_PROBLEMS TO WORK ON_
A: Using the court opinion on the registration statute, explain why the court rejects the state's argument that § 13-3821 is not applied retrospectively to Noble and McCuin.
B: According to the court opinion on the registration statute, what is the sole question the court must decide?
C: Write the next paragraph of the court opinion on the registration statute, following its final heading.

_DOCUMENT TEXT_
+--

Only one Calder category is relevant to the instant case. The application of § 13-3821 to Noble and McCuin violates the ex post facto clause only if it is a “law that changes the punishment, and inflicts a greater punishment than the law annexed to the crime, when committed.” Calder, 3 U.S. (3 Dall.) at 390; see also State v. Cocio, 147 Ariz. 277, 284, 709 P.2d 1336, 1343 (1985) (“the Arizona Legislature may not enact a law which imposes any additional or increased penalty for a crime after its commission”).

As a threshold matter, we must determine whether the statute is retrospectively applied to Noble and McCuin. “A law is retrospective if it ‘changes the legal consequences of acts completed before its effective date.’” Miller v. Florida, 482 U.S. 423, 430, 107 S.Ct. 2446, 2451, 96 L.Ed.2d 351 (1987) (quoting Weaver, 450 U.S. at 31, 101 S.Ct. at 965); see also Yellowmexican, 142 Ariz. at 207, 688 P.2d at 1099 (a law is retroactive if it “appl[ies] to events occurring before its enactment”). The state claims that § 13-3821 is not retrospectively applied because the registration requirement is triggered by conviction rather than by the commission of the sexual offense, and Noble and McCuin were actually convicted after the enactment of the statute. We disagree. Retrospective application of a statute altering the mandatory sentence for an offense, even if the defendant was convicted after the new sentencing statute was enacted, is directly contrary to a primary purpose of the ex post facto clause — “to assure that legislative Acts give fair warning of their effect and permit individuals to rely on their meaning until explicitly changed.” Weaver, 450 U.S. at 28-29, 101 S.Ct. at 964.

Nor is there any question that, by burdening Noble and McCuin with the registration requirement, the retrospective application of the statute altered the situation to their disadvantage. Compare Miller, 482 U.S. at 432-33, 107 S.Ct. at 2452 *175(change in sentencing guidelines disadvantaged petitioner, despite fact that he could not show he would otherwise have received lesser sentence, because it foreclosed his ability to challenge the imposition of a sentence longer than presumptive sentence under old law) with Dobbert v. Florida, 432 U.S. 282, 296-97, 97 S.Ct. 2290, 2300, 53 L.Ed.2d 344 (1977) (“totality of the procedural changes wrought by the new statute ... did not work an onerous application of an ex post facto change in the law”).

Accordingly, the sole question we must decide is whether registration under § 13-3821 constitutes punishment.

B. Is the Registration Requirement Punishment?

+--

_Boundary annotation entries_
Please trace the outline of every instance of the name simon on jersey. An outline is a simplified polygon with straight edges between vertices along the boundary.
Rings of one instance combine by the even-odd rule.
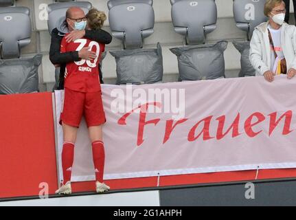
[[[80,72],[91,72],[92,69],[93,69],[93,68],[91,68],[89,67],[78,67],[78,70]]]

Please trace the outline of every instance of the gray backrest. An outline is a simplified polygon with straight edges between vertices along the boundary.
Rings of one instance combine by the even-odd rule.
[[[30,43],[30,10],[25,7],[0,8],[0,56],[19,58],[20,48]]]
[[[52,34],[52,30],[56,28],[58,21],[62,18],[65,17],[66,11],[70,7],[79,7],[87,14],[91,8],[92,5],[88,1],[71,1],[71,2],[60,2],[52,3],[48,6],[48,31]]]
[[[109,24],[114,37],[126,49],[141,48],[144,38],[153,33],[152,0],[110,0]]]
[[[186,44],[204,43],[207,34],[216,29],[215,0],[170,0],[174,30],[185,36]]]
[[[12,6],[14,5],[14,0],[0,0],[0,7]]]
[[[264,14],[264,0],[234,0],[234,16],[236,26],[247,32],[248,40],[254,28],[267,18]]]

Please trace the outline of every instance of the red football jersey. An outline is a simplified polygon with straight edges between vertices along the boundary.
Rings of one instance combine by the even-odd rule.
[[[91,51],[96,53],[97,58],[93,60],[82,59],[80,61],[67,63],[64,87],[81,92],[101,91],[98,65],[102,53],[105,50],[105,45],[87,38],[67,43],[65,36],[60,44],[61,53],[80,51],[83,47],[89,47]]]

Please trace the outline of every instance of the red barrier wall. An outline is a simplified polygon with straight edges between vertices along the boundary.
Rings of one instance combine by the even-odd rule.
[[[0,96],[0,197],[57,187],[52,93]]]
[[[46,182],[58,188],[51,93],[0,96],[0,198],[34,196]],[[161,177],[160,186],[253,180],[256,170]],[[296,177],[296,169],[260,170],[258,179]],[[112,189],[155,187],[157,177],[106,181]],[[95,190],[93,182],[73,192]]]

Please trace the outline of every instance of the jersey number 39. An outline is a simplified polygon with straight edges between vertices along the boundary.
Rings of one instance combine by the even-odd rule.
[[[76,51],[80,51],[81,50],[81,49],[82,49],[83,47],[85,47],[87,43],[87,39],[77,39],[74,41],[74,43],[79,43],[80,45],[79,46],[77,47]],[[100,45],[98,42],[95,41],[91,41],[91,43],[89,43],[89,51],[92,51],[93,47],[95,47],[96,50],[95,50],[95,56],[96,58],[94,60],[91,61],[89,60],[85,60],[85,59],[82,59],[80,61],[76,61],[75,62],[75,63],[78,65],[78,66],[81,66],[82,65],[84,65],[85,63],[85,62],[87,62],[87,65],[91,68],[94,68],[97,66],[97,62],[98,62],[98,59],[99,58],[99,54],[100,54]]]

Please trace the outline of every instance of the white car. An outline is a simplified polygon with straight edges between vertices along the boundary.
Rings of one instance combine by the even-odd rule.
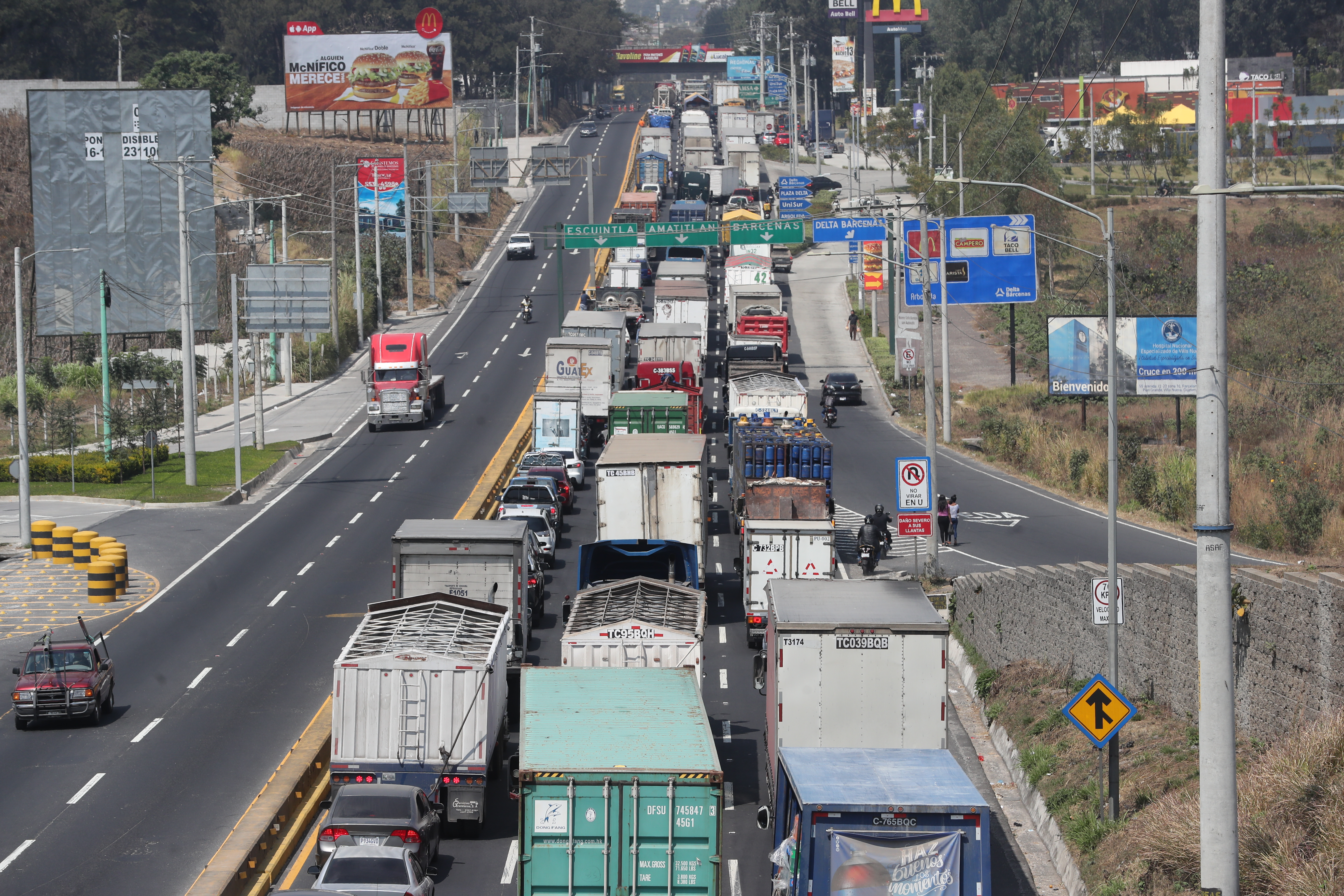
[[[438,869],[422,869],[415,862],[415,852],[405,846],[337,846],[323,866],[313,865],[309,875],[317,875],[313,889],[349,896],[434,896],[430,875]]]
[[[551,520],[546,516],[546,510],[540,508],[500,509],[496,519],[526,521],[527,528],[532,531],[532,535],[536,537],[536,543],[542,548],[542,557],[546,560],[546,566],[555,566],[555,527],[551,525]]]

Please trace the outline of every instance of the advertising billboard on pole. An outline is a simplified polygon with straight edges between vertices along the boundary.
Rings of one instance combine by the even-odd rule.
[[[831,38],[831,93],[853,93],[853,38]]]
[[[359,230],[374,232],[374,206],[378,206],[378,226],[392,236],[406,235],[406,161],[401,156],[390,159],[360,159],[355,169],[359,183]]]
[[[433,39],[415,31],[285,35],[286,111],[452,106],[449,34]]]
[[[187,163],[192,325],[219,325],[206,90],[30,90],[38,336],[181,328],[177,157]],[[12,161],[12,160],[9,160]],[[83,253],[54,251],[86,249]]]
[[[1193,395],[1193,317],[1117,317],[1117,395]],[[1050,394],[1105,395],[1106,318],[1048,317]]]

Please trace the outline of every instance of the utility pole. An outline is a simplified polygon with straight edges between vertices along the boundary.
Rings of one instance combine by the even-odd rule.
[[[933,395],[933,279],[929,270],[929,206],[919,203],[919,275],[923,282],[925,451],[929,453],[929,523],[925,537],[925,575],[938,574],[938,412]]]
[[[177,156],[177,285],[181,290],[181,427],[187,485],[196,485],[196,334],[191,322],[187,246],[187,157]]]
[[[1199,180],[1227,183],[1227,11],[1199,7]],[[1232,517],[1227,476],[1227,200],[1198,200],[1195,582],[1199,643],[1199,883],[1239,896],[1236,699],[1232,678]]]

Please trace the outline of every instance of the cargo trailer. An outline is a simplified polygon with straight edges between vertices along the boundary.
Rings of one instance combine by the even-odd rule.
[[[700,668],[704,591],[640,576],[579,591],[566,611],[562,666]]]
[[[517,896],[719,896],[723,770],[694,669],[530,668]]]
[[[992,896],[991,806],[946,750],[785,747],[773,774],[777,896]]]
[[[508,739],[508,607],[422,594],[368,604],[336,657],[332,793],[413,785],[469,837]]]

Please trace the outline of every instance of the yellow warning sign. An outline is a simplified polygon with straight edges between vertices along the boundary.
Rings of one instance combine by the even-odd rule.
[[[1093,746],[1101,747],[1134,715],[1134,704],[1103,676],[1093,680],[1064,704],[1064,716],[1087,735]]]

+--

_ANSWERS_
A: The state argued that registration is triggered by conviction, and Noble and McCuin were convicted after the statute was enacted. The court disagrees because applying a statute that changes the mandatory sentence for an offense to crimes committed before it was enacted contradicts a primary purpose of the ex post facto clause. That purpose is to make sure laws give fair warning of their effect and let people rely on their meaning until they are explicitly changed, and this holds even when the conviction comes after the new statute.

B: Whether registration under § 13-3821 constitutes punishment.

C:
To determine whether the registration requirement is punitive or regulatory, we look first to “whether the legislative aim was to punish [an] individual for past activity, or whether the restriction of the individual comes about as a relevant incident to a regulation of a present situation.” De Veau v. Braisted, 363 U.S. 144, 160, 80 S.Ct. 1146, 1155, 4 L.Ed.2d 1109 (1960). If the legislative aim was punitive, we treat the registration requirement as a punishment. If, on the other hand, the legislature indicated a non-punitive purpose, we must “inquire[ ] further whether the statutory scheme was so punitive either in purpose or effect as to negate that intention.” United States v. Ward, 448 U.S. 242, 250, 100 S.Ct. 2636, 2641, 65 L.Ed.2d 742 (1980) (citing Flemming v. Nestor, 363 U.S. 603, 617-21, 80 S.Ct. 1367, 1376-78, 4 L.Ed.2d 1435 (1960)).5

The legislative history6 behind § 13-3821 does not indicate whether the statute was intended to be punitive or regulatory. Consequently, we turn to the factors enumerated in Kennedy v. Mendoza-Martinez, 372 U.S. 144,169, 83 S.Ct. 554, 568, 9 L.Ed.2d 644 (1963) (“Absent conclusive evidence of [legislative] intent as to the penal nature of a statute, these factors must be considered in relation to the statute on its face.”).7 The Mendoza-Martinez factors are

[w]hether the sanction involves an affirmative disability or restraint, whether it has historically been regarded as a punishment, whether it comes into play only on a finding of scienter, whether its operation will promote the traditional aims of punishment — retribution and deterrence, whether the behavior to which it applies is already a crime, whether an alternative purpose to which it may rationally be connected is assignable for it, and whether it appears excessive in relation to the alternative purpose assigned—

Mendoza-Martinez, 372 U.S. at 168-69, 83 S.Ct. at 567-68 (footnotes omitted).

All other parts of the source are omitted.